* **Supplied text**
Left: President/CEO, CFA Institute, Margaret Franklin; Deputy Governor, Lagos State, Kadiri Obafemi Hamzat; President, CFA Society Nigeria, Ibukun Oyedeji and member, Board of Governors, CFA Institute, Banji Fehintola, at the 2023 CFA Institute Africa Investment Conference held in Lagos last week.
With over 400 million young Africans getting ready with the right professions, talents and skills set to be exported into the global workforce, the continent stands the chance of emerging the best destination for Foreign Direct Investments (FDIs) by the year 2035.
That future beckoning on Africa would only become reality through a deliberate re-thinking or re-strategizing of the abundant investment opportunities on the continent, embracing digital transformation, sustainable financing options that would lift the people from poverty in a diverging global landscape that is seeing the end of ‘cheap money’.
This was the verdict of participants and panelists at the Africa Investment Conference held at the Eko Hotel and Suites on Victoria Island, Lagos on Wednesday and Thursday last week organized by Chartered Financial Analyst (CFA) Society Nigeria and its partners from Ghana, East Africa, Mauritius and South Africa, among other African countries.
In her welcome address, President of CFA Society Nigeria, Ibukun Oyedeji, stated that the conference set out to advance investments and drive sustainable growth in Nigeria and Africa, adding that only such efforts would shape the future of Africa in the right trajectory. She disclosed that the two-day conference, which is was held physically in Lagos and virtually with the theme: The Emergence of Africa: A Rethink or Strategizing, had over 1000 viewers and young Africans participating through Zoom and other online channels.
“Our focus is to explore opportunities and network among individuals, investors, government representatives and other institutions to foster collaborations across Africa and by extension, the world,” she said.

* **Dataset excerpt**
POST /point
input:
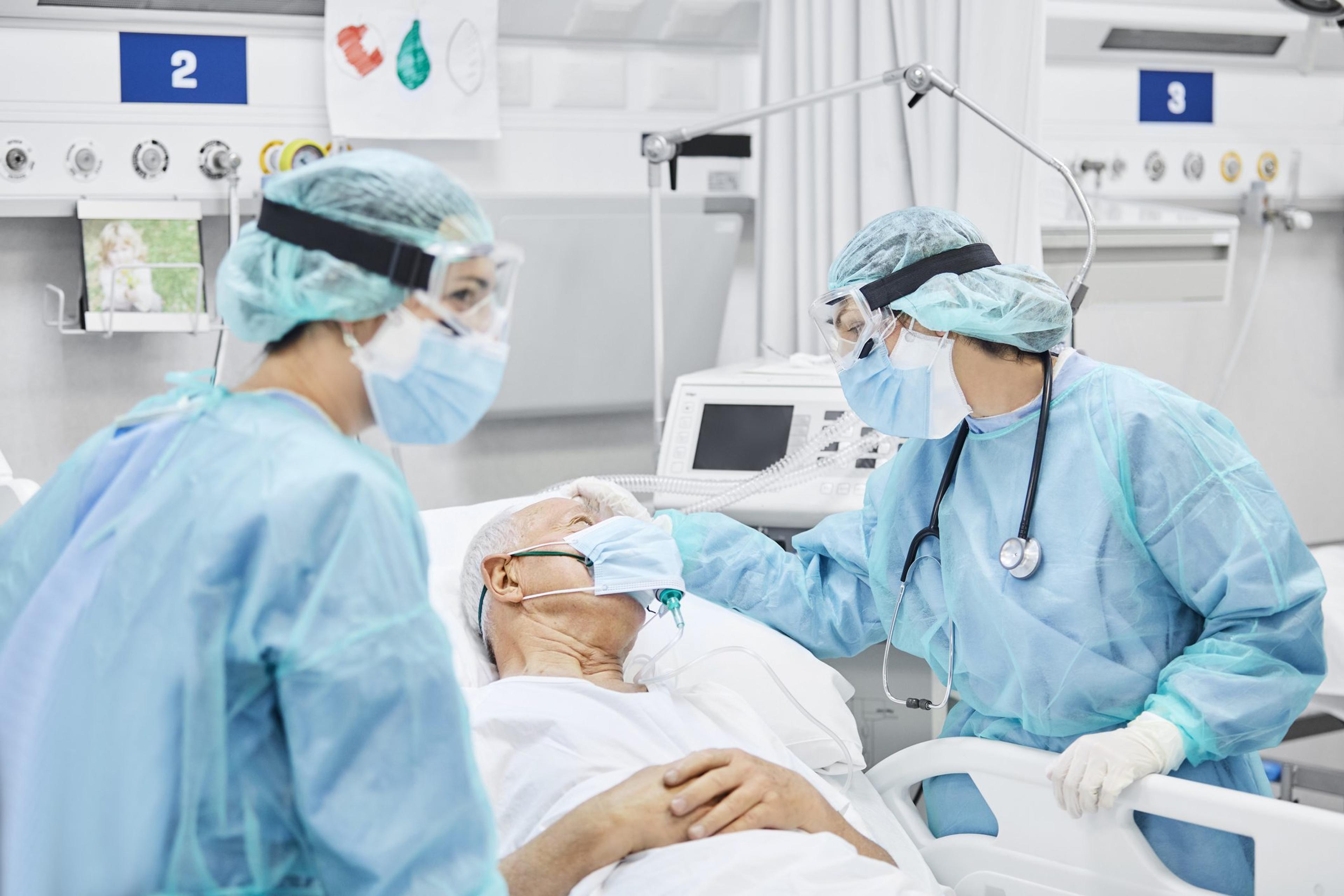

* **The problem**
How would you translate this sentence from the report on the Lagos investment conference into French: "'Our focus is to explore opportunities and network among individuals, investors, government representatives and other institutions to foster collaborations across Africa and by extension, the world,' she said."

* **Response area**
« Notre objectif est d'explorer les opportunités et de créer des réseaux entre les particuliers, les investisseurs, les représentants des gouvernements et d'autres institutions afin de favoriser les collaborations à travers l'Afrique et, par extension, le monde », a-t-elle déclaré.